* **TASK 1**
Show each line of the listing that contains the string "pixel". Case counts.

**** PAGE EXTRACT

Mazdoor (English: Worker) is a 1983 Hindi film. Produced by B. R. Chopra it is directed by his son Ravi Chopra. The film stars Dilip Kumar, Nanda, Raj Babbar, Suresh Oberoi,  Rati Agnihotri, Padmini Kolhapure, Iftekhar, Madan Puri and Johnny Walker. The music of the film is by R. D. Burman. This was veteran actress Nanda's final appearance before her retirement from acting.

Plot 
The son of Mr. Sinha (Suresh Oberoi) changes everything in order to maximize profits. This brings him into conflict with his employees including Dinanath Saxena. When Dinanath openly confronts Hiralal in a public meeting, Hiralal wants him to tender a written apology, but Dinanath instead resigns and decides to open his very own mill with the help of a struggling Engineer, Ashok Mathur. They do eventually succeed, go into production, hire employees, and soon earn a good reputation. Dinanath gets his daughter, Meena, married to Ashok, who becomes a ghar jamai, much to the chagrin of Smita, the daughter of multi-millionaire Kundanlal Batra, who had expected Ashok to marry her. She soon concocts a scheme to bring discord in the Mathur family, and also ensure Ashok's ruin.

Cast 
Dilip Kumar as Dinanath Saxena
Nanda as Radha Saxena
Raj Babbar as Ashok Mathur
Padmini Kolhapure as Meena Saxena
Rati Agnihotri as Smita Batra
Raj Kiran as Ramesh Saxena
Suresh Oberoi as Heeralal Sinha
Madan Puri as Daulatram
Johnny Walker as Govinda
Iftekhar as Kundanlal Batra
Nazir Hussain as Mr. Sinha
Jagdish Raj as Bank Manager Tiwari

Soundtrack

The songs are composed by R.D. Burman. The lyrics are written by Hasan Kamal. The album consists of seven songs.

********
**** EXTRACTED MATERIAL

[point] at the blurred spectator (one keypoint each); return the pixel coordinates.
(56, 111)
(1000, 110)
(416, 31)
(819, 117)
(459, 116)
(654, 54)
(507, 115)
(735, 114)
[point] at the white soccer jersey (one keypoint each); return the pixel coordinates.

********

* **TASK 2**
From the cast list in the Mazdoor film article, name every character whose surname is Saxena.

* **PROBLEM SOLUTION 1**
[point] at the blurred spectator (one keypoint each); return the pixel coordinates.
[point] at the white soccer jersey (one keypoint each); return the pixel coordinates.

* **PROBLEM SOLUTION 2**
Dinanath Saxena, Radha Saxena, Meena Saxena, Ramesh Saxena